There are a few pointers on the drawbacks in the following post:

That should answer your questions. I think it's fair enough to say that in my experience, the majority of companies which have implemented this have increased complexity and reduced security over a standard build. Some have made it work well as they have put appropriate controls in place.

Former Member
0 Kudos

Hi there,

that was fast, amazing. Thanks a lot and my appologies for not finding the other thread from the beginning. I can see drawbacks, nevertheless it is still temptating due to the fact that derivation for over 30 countries will produce a huge number of roles. Not from the system performance point of view, just to handle this amount will be painful.

Given the assumtion that it is not a good idea to use "Org Value Roles", are you deriving on on composite or on single level?

Kind regards,

Richard

0 Kudos

I was not even aware that it is possible to derive at composite role level.

We make limited us of derived roles, and only in cases where there is certainty that the process is the same accross the orgs and will remain so. Even with that, it still does not work exactly for all fields and all scenarios over time.

Cheers,

Julius

0 Kudos

> Hi there,

>

> that was fast, amazing. Thanks a lot and my appologies for not finding the other thread from the beginning. I can see drawbacks, nevertheless it is still temptating due to the fact that derivation for over 30 countries will produce a huge number of roles. Not from the system performance point of view, just to handle this amount will be painful.

= = = =

- [What you will do]:
Continue the forum thread about derived roles from the point where it ends.

- [Dataset excerpt]:
= = = =

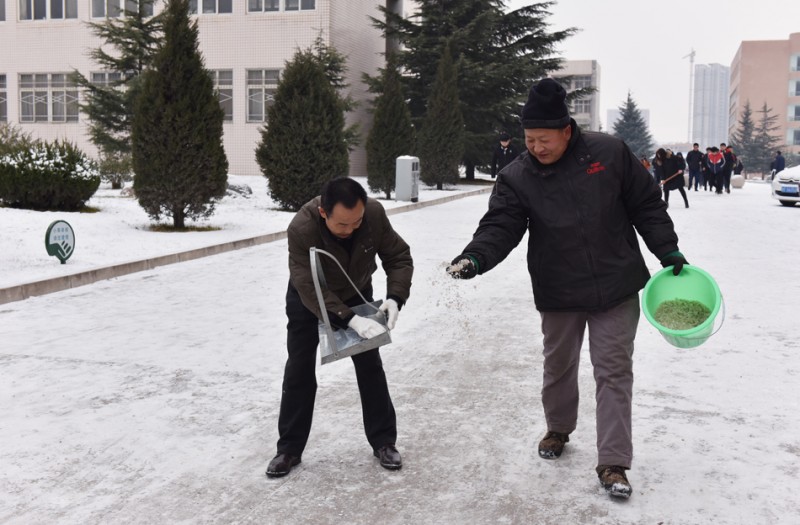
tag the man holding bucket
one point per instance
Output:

= = = =

- [The reply]:
>

> Given the assumtion that it is not a good idea to use "Org Value Roles", are you deriving on on composite or on single level?

>

> Kind regards,

>

> Richard

Hi Richard,

It is a very tempting approach, but completely wrecks the standard auth concept and unless you are 100% tight on controlling it, can get very messy.

A good way of looking at it is that you have 2 roles - one contains transactions & the other one a big bucket of authorisations which support those transactions. That bucket invariably contains more authorisations than the transactions require. Given that it is at the authorisation object level that the important security is provided, this method has it's drawbacks........

If you have organisational complexity then you should look elsewhere to simplify.

By consolidating your roles (e.g. if we take a risk based design approach, typically around 80% of an accountants role will be the same anywhere in the business) and building at a higher level, you need to create fewer variants (which you might be able to use derived roles for).

Put the effort in the design stage and it will pay dividends later on down the line.

Building at a higher level than task also forces the business to look at roles and responsibilities and to standardise as much as possible.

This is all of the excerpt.